PROBLEM -> Pictures do not belong in the output. Reproduce exactly the lines from the start of the records through the line with "In this exercise you will indicate the cloud".

INPUT DATA ->
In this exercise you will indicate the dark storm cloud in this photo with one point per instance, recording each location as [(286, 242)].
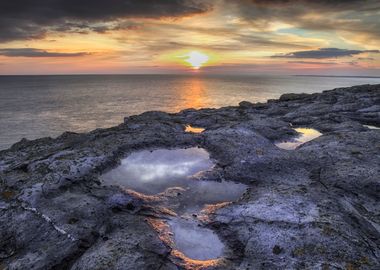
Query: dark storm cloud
[(32, 52), (27, 19), (355, 16), (323, 53)]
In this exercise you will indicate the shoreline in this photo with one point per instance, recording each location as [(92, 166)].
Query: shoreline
[(311, 207)]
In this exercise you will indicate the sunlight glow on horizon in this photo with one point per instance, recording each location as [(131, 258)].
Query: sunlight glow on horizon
[(196, 59)]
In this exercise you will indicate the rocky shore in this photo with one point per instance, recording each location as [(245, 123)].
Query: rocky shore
[(315, 207)]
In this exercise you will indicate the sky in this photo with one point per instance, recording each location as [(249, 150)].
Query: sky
[(326, 37)]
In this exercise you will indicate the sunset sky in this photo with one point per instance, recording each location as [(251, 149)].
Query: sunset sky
[(174, 36)]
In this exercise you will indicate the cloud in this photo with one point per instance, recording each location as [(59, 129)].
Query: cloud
[(353, 16), (25, 19), (32, 52), (312, 63), (324, 53)]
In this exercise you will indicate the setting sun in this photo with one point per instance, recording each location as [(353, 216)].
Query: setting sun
[(196, 59)]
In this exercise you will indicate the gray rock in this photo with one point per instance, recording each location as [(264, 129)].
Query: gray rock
[(316, 207)]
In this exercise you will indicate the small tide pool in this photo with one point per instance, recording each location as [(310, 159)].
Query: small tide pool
[(305, 135), (171, 173)]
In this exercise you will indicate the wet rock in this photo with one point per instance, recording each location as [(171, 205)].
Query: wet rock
[(310, 208)]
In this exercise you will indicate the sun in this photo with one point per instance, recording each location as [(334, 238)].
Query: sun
[(196, 59)]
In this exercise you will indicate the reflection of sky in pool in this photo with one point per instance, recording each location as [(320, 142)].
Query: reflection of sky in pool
[(169, 172), (195, 242), (306, 134), (152, 172), (194, 129)]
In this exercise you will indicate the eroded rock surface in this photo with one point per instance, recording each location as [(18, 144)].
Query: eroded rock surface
[(315, 207)]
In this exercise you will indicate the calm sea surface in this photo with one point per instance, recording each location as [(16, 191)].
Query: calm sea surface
[(39, 106)]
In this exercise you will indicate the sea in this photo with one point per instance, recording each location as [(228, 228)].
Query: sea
[(39, 106)]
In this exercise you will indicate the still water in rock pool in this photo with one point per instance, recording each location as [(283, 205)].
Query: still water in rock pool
[(171, 174), (306, 134)]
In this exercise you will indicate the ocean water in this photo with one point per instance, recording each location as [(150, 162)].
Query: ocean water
[(38, 106)]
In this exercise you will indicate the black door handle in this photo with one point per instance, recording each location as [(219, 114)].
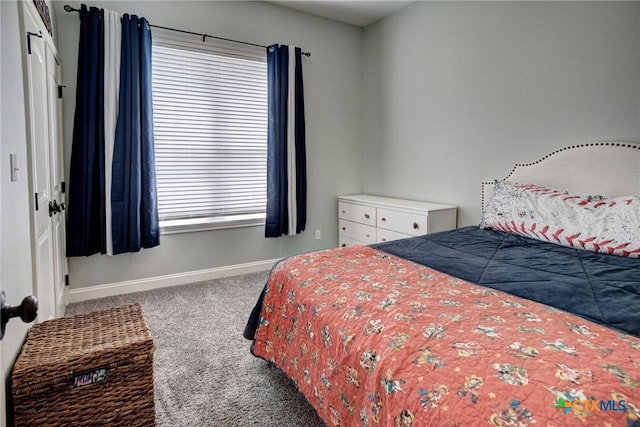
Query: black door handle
[(27, 311)]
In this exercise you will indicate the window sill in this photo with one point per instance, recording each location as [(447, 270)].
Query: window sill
[(206, 224)]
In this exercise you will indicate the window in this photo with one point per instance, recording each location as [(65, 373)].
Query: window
[(210, 130)]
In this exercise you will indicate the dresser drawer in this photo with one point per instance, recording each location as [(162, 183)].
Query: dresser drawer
[(402, 222), (357, 231), (388, 235), (343, 242), (357, 213)]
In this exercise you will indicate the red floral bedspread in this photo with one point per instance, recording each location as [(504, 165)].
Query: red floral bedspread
[(372, 339)]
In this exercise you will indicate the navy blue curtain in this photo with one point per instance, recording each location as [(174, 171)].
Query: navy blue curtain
[(134, 212), (133, 188), (286, 212), (85, 213)]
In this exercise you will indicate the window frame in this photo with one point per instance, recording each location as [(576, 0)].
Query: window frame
[(221, 48)]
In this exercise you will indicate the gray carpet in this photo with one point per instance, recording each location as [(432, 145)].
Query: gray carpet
[(204, 372)]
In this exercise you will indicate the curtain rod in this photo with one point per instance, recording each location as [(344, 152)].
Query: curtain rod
[(204, 36)]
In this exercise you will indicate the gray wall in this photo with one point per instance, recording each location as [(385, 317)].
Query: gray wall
[(333, 92), (457, 92), (424, 104)]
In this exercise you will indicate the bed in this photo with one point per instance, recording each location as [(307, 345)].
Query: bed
[(532, 318)]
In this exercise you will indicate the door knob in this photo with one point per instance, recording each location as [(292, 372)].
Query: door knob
[(53, 207), (27, 311)]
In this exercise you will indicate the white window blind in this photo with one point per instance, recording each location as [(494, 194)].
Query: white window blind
[(210, 130)]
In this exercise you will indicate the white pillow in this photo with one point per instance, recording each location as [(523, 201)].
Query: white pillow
[(594, 223)]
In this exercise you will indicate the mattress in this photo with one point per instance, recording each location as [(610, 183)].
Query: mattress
[(372, 339)]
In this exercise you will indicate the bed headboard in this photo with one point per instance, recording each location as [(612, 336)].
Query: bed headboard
[(605, 168)]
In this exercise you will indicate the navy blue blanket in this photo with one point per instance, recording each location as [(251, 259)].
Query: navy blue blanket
[(599, 287)]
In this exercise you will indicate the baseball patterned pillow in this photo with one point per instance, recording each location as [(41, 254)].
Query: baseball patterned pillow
[(594, 223)]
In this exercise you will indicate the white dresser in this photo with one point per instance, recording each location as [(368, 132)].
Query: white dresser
[(366, 219)]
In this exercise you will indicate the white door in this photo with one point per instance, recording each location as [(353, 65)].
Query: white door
[(39, 162), (54, 89)]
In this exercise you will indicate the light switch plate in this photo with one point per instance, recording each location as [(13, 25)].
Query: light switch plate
[(13, 167)]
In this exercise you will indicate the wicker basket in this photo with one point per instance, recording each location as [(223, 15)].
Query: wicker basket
[(94, 369)]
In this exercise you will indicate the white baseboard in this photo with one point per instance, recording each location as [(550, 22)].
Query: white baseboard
[(146, 284)]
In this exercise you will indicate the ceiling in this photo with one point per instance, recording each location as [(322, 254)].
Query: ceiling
[(355, 12)]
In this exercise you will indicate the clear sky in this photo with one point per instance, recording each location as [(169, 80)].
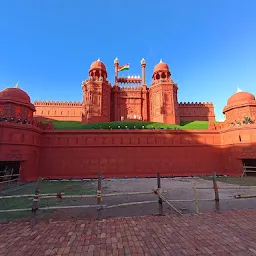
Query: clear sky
[(47, 46)]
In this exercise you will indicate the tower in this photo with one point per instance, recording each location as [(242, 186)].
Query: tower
[(96, 95), (163, 96)]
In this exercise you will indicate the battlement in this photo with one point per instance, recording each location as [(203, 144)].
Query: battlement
[(129, 80), (131, 88), (95, 79), (57, 103), (195, 104)]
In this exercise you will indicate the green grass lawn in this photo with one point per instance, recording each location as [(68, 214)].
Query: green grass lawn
[(242, 181), (66, 187), (185, 125)]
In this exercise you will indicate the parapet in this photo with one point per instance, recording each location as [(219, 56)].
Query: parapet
[(57, 103), (195, 104), (130, 88)]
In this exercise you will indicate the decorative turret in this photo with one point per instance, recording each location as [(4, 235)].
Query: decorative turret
[(240, 106), (98, 70), (15, 104), (163, 96), (96, 95), (161, 71)]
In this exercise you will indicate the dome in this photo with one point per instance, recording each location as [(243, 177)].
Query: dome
[(161, 66), (15, 94), (98, 65), (240, 97)]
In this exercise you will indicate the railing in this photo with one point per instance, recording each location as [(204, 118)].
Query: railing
[(158, 192)]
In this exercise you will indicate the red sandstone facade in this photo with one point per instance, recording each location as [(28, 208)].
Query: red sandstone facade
[(128, 99), (42, 151)]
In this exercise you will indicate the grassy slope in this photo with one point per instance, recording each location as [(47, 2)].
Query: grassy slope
[(185, 125)]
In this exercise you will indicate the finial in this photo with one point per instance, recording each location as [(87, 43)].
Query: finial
[(142, 61), (239, 90)]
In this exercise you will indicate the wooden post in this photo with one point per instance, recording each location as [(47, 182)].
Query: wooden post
[(160, 201), (196, 200), (99, 196), (35, 201), (216, 191)]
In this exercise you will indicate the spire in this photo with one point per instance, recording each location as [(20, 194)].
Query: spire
[(116, 60), (239, 90)]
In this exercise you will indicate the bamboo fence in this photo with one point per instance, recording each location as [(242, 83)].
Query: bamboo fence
[(99, 196)]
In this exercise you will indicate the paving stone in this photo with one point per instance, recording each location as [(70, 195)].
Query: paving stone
[(228, 233)]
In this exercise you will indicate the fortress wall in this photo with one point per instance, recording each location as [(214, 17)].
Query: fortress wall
[(64, 111), (21, 143), (238, 143), (82, 154), (124, 153), (196, 111)]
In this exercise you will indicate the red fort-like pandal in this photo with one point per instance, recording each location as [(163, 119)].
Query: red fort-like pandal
[(33, 148)]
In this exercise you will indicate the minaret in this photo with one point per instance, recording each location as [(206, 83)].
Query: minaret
[(116, 64), (143, 67)]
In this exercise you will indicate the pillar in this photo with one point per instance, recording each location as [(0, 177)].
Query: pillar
[(143, 67)]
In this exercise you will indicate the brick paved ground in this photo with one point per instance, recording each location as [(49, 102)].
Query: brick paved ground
[(228, 233)]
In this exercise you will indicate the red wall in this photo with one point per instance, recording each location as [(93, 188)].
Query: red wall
[(82, 154), (119, 153), (21, 143)]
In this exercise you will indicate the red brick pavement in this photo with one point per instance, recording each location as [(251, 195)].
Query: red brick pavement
[(228, 233)]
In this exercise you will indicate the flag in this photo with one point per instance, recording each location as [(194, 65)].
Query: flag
[(124, 67)]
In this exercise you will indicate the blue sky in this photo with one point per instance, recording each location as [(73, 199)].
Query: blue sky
[(47, 46)]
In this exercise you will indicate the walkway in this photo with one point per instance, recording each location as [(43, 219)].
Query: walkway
[(228, 233)]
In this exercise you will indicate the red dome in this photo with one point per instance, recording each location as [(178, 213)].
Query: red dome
[(98, 65), (161, 66), (15, 94), (240, 97)]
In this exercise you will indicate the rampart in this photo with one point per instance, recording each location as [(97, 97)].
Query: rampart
[(202, 111), (58, 110), (120, 153)]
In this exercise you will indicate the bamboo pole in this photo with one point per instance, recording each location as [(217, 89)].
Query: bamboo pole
[(35, 201), (216, 192), (10, 175), (245, 196), (196, 200), (127, 204), (99, 196), (163, 199), (8, 181), (241, 187), (160, 201), (53, 195)]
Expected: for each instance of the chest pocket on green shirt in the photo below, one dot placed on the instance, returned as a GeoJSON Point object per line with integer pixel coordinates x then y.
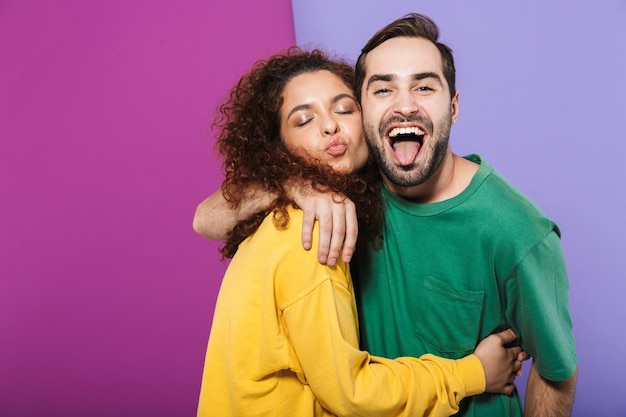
{"type": "Point", "coordinates": [448, 319]}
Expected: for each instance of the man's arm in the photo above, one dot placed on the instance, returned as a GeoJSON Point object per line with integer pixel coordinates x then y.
{"type": "Point", "coordinates": [215, 217]}
{"type": "Point", "coordinates": [546, 398]}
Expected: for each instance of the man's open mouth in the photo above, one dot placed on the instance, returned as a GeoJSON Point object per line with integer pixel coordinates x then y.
{"type": "Point", "coordinates": [406, 143]}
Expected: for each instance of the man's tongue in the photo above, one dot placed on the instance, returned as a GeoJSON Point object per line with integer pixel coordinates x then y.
{"type": "Point", "coordinates": [406, 151]}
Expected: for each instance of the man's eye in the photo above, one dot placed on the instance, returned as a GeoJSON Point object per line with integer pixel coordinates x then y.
{"type": "Point", "coordinates": [303, 122]}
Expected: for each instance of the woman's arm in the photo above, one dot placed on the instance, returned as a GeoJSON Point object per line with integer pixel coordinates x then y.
{"type": "Point", "coordinates": [338, 227]}
{"type": "Point", "coordinates": [215, 216]}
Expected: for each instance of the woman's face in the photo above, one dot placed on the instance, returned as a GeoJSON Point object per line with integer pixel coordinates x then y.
{"type": "Point", "coordinates": [320, 118]}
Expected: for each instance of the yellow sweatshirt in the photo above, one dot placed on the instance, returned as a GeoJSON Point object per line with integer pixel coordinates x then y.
{"type": "Point", "coordinates": [284, 342]}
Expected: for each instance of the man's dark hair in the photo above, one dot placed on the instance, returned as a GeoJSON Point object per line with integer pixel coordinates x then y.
{"type": "Point", "coordinates": [412, 25]}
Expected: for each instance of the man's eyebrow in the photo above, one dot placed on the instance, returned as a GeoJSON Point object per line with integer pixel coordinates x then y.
{"type": "Point", "coordinates": [424, 75]}
{"type": "Point", "coordinates": [390, 77]}
{"type": "Point", "coordinates": [307, 106]}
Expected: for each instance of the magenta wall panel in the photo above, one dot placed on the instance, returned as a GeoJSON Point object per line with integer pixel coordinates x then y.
{"type": "Point", "coordinates": [106, 293]}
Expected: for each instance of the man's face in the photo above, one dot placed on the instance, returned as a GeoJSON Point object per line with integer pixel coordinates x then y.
{"type": "Point", "coordinates": [407, 110]}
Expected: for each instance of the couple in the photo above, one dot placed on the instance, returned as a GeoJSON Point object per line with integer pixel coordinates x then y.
{"type": "Point", "coordinates": [458, 256]}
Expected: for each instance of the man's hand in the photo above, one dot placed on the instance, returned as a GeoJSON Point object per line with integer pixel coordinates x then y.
{"type": "Point", "coordinates": [337, 219]}
{"type": "Point", "coordinates": [501, 364]}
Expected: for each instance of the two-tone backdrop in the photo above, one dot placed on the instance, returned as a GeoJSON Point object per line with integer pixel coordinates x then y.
{"type": "Point", "coordinates": [106, 293]}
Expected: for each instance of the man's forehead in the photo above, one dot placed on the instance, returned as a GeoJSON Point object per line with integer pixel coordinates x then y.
{"type": "Point", "coordinates": [403, 56]}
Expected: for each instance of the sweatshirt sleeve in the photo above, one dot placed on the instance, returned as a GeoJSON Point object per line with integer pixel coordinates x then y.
{"type": "Point", "coordinates": [321, 326]}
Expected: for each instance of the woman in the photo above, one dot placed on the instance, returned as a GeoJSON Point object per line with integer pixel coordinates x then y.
{"type": "Point", "coordinates": [284, 339]}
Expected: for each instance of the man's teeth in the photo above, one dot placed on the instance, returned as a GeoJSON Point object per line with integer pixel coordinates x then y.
{"type": "Point", "coordinates": [405, 131]}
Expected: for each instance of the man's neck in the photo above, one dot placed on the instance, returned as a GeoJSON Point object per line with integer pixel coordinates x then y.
{"type": "Point", "coordinates": [451, 178]}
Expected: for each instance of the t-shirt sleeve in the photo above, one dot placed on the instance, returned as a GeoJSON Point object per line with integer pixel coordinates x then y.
{"type": "Point", "coordinates": [538, 309]}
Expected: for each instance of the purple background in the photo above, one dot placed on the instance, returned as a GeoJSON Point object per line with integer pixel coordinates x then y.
{"type": "Point", "coordinates": [542, 98]}
{"type": "Point", "coordinates": [106, 294]}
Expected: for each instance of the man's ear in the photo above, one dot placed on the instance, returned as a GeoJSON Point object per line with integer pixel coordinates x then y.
{"type": "Point", "coordinates": [454, 107]}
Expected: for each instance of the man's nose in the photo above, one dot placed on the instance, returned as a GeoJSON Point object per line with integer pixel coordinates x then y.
{"type": "Point", "coordinates": [405, 103]}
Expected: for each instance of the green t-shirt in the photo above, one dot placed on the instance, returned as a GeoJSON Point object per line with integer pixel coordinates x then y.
{"type": "Point", "coordinates": [451, 273]}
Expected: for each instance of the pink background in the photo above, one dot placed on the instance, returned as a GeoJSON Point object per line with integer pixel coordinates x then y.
{"type": "Point", "coordinates": [106, 293]}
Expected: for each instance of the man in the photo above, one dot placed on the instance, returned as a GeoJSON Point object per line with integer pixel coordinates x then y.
{"type": "Point", "coordinates": [464, 254]}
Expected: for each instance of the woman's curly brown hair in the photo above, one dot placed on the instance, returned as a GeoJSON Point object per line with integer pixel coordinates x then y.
{"type": "Point", "coordinates": [247, 128]}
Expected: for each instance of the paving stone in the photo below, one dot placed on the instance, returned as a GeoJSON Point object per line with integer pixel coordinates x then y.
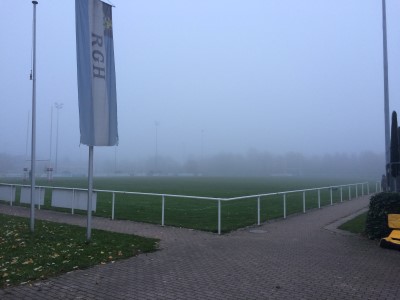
{"type": "Point", "coordinates": [301, 257]}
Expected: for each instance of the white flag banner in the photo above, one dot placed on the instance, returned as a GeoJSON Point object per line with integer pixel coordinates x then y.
{"type": "Point", "coordinates": [96, 73]}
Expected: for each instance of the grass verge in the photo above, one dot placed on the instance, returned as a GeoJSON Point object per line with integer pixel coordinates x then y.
{"type": "Point", "coordinates": [55, 249]}
{"type": "Point", "coordinates": [356, 225]}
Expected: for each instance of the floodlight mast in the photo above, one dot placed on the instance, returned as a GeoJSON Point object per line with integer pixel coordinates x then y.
{"type": "Point", "coordinates": [386, 85]}
{"type": "Point", "coordinates": [33, 145]}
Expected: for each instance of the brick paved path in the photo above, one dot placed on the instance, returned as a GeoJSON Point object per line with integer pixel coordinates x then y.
{"type": "Point", "coordinates": [296, 258]}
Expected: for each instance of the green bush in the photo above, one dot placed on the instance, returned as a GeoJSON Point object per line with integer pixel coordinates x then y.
{"type": "Point", "coordinates": [380, 206]}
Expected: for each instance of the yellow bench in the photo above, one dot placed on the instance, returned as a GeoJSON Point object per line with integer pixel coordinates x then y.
{"type": "Point", "coordinates": [393, 240]}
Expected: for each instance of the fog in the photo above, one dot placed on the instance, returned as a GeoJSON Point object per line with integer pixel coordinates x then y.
{"type": "Point", "coordinates": [207, 85]}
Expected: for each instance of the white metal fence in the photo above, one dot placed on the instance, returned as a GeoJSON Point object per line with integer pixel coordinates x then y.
{"type": "Point", "coordinates": [8, 194]}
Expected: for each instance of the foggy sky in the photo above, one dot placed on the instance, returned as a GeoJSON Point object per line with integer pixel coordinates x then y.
{"type": "Point", "coordinates": [216, 76]}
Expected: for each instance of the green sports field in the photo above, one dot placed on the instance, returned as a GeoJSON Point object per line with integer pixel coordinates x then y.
{"type": "Point", "coordinates": [199, 213]}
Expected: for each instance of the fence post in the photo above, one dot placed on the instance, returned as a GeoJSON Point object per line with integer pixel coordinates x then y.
{"type": "Point", "coordinates": [284, 206]}
{"type": "Point", "coordinates": [341, 194]}
{"type": "Point", "coordinates": [113, 207]}
{"type": "Point", "coordinates": [73, 201]}
{"type": "Point", "coordinates": [40, 195]}
{"type": "Point", "coordinates": [163, 210]}
{"type": "Point", "coordinates": [11, 196]}
{"type": "Point", "coordinates": [219, 216]}
{"type": "Point", "coordinates": [319, 198]}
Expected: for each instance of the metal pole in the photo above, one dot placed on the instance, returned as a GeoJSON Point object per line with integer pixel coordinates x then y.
{"type": "Point", "coordinates": [284, 206]}
{"type": "Point", "coordinates": [219, 216]}
{"type": "Point", "coordinates": [386, 85]}
{"type": "Point", "coordinates": [163, 211]}
{"type": "Point", "coordinates": [51, 134]}
{"type": "Point", "coordinates": [90, 191]}
{"type": "Point", "coordinates": [33, 146]}
{"type": "Point", "coordinates": [113, 208]}
{"type": "Point", "coordinates": [319, 198]}
{"type": "Point", "coordinates": [341, 194]}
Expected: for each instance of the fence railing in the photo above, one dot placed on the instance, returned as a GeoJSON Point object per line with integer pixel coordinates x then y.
{"type": "Point", "coordinates": [345, 194]}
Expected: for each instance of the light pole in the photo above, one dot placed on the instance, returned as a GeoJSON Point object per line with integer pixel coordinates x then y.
{"type": "Point", "coordinates": [156, 158]}
{"type": "Point", "coordinates": [386, 84]}
{"type": "Point", "coordinates": [33, 146]}
{"type": "Point", "coordinates": [58, 106]}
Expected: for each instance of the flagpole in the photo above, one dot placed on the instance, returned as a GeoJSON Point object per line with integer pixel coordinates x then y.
{"type": "Point", "coordinates": [90, 192]}
{"type": "Point", "coordinates": [33, 145]}
{"type": "Point", "coordinates": [386, 84]}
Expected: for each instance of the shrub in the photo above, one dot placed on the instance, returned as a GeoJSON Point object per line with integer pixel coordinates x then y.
{"type": "Point", "coordinates": [380, 206]}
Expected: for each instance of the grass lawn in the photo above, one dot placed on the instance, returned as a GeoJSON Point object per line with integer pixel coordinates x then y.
{"type": "Point", "coordinates": [56, 248]}
{"type": "Point", "coordinates": [356, 225]}
{"type": "Point", "coordinates": [203, 214]}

WRITTEN SOLUTION ->
In this exercise you will indicate the dark storm cloud in this photo with one point per instance, recording each location as [(286, 242)].
Query: dark storm cloud
[(32, 52), (27, 19), (355, 16), (323, 53)]
In this exercise you will indicate the shoreline in this photo with one point per instance, recording each location as [(92, 166)].
Query: shoreline
[(311, 207)]
In this exercise you will indicate the sunlight glow on horizon in this photo with one point per instance, recording each location as [(131, 258)].
Query: sunlight glow on horizon
[(196, 59)]
In this exercise you will indicate the rocky shore in this photo with one point per instance, recording each location as [(245, 123)].
Query: rocky shore
[(315, 207)]
In this exercise you will indicate the sky in this photo with one point per instance, recording each location as [(249, 150)].
Query: sky
[(326, 37)]
In this exercise you will indicate the sunset sky in this photo with one point per instance, recording each location as [(251, 149)].
Query: sunset sky
[(174, 36)]
In this exercise you will indicate the cloud in this photo with one point per instance, recording each location as [(59, 129)].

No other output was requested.